--- Data for analysis ---

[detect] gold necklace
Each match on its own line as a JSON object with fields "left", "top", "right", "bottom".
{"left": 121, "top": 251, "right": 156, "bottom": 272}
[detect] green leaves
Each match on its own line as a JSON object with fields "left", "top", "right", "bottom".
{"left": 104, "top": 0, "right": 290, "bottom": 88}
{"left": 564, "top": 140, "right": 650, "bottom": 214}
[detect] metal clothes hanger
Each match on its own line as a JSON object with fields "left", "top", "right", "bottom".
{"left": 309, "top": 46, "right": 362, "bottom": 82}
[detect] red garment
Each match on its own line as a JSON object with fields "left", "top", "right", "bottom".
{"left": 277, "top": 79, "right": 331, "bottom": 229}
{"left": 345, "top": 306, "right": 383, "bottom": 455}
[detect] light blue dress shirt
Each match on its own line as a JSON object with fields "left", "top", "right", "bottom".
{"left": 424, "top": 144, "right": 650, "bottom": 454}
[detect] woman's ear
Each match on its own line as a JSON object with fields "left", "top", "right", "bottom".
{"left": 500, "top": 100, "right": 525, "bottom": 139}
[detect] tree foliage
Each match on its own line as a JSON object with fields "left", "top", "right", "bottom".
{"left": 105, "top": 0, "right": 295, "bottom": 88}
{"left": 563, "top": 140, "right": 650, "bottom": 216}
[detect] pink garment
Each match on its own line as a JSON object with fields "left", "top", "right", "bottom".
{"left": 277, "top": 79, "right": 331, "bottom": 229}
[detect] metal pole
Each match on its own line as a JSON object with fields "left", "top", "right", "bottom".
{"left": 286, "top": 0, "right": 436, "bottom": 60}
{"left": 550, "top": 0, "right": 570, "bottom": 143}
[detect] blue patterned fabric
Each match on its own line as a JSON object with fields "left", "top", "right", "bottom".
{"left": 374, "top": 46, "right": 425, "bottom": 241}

--- Task to complete ---
An exact copy of every record above is needed. Write it out word for word.

--- Result ---
[detect] gold necklace
Each match on its own line as a JSON object with fields "left", "top", "right", "bottom".
{"left": 121, "top": 251, "right": 156, "bottom": 272}
[detect] green leaves
Each match on its own line as a JSON object with fields "left", "top", "right", "bottom".
{"left": 104, "top": 0, "right": 290, "bottom": 88}
{"left": 564, "top": 140, "right": 650, "bottom": 214}
[detect] metal clothes hanger
Each match on its own line as a JSON object with fields "left", "top", "right", "bottom".
{"left": 309, "top": 46, "right": 362, "bottom": 82}
[detect] red garment
Each match on its own line as a JSON object with fields "left", "top", "right", "bottom".
{"left": 277, "top": 79, "right": 331, "bottom": 229}
{"left": 345, "top": 306, "right": 383, "bottom": 455}
[detect] light blue dress shirt
Each match on its own line as a JSON object with fields "left", "top", "right", "bottom".
{"left": 424, "top": 144, "right": 650, "bottom": 454}
[detect] woman's ear
Each match on its own line as a JSON object with fields "left", "top", "right", "bottom".
{"left": 500, "top": 100, "right": 525, "bottom": 139}
[detect] tree foliage
Each match on its own line as a JSON object with fields "left", "top", "right", "bottom".
{"left": 105, "top": 0, "right": 295, "bottom": 88}
{"left": 563, "top": 140, "right": 650, "bottom": 216}
[detect] pink garment
Each match on its own line as a JSON object with fields "left", "top", "right", "bottom".
{"left": 277, "top": 79, "right": 331, "bottom": 229}
[detect] metal pole
Each match on its own line as a JSON object with fields "left", "top", "right", "bottom".
{"left": 286, "top": 0, "right": 436, "bottom": 60}
{"left": 550, "top": 0, "right": 570, "bottom": 143}
[detect] blue patterned fabric
Each match on its own line as a JSON object with fields "left", "top", "right", "bottom".
{"left": 374, "top": 46, "right": 425, "bottom": 241}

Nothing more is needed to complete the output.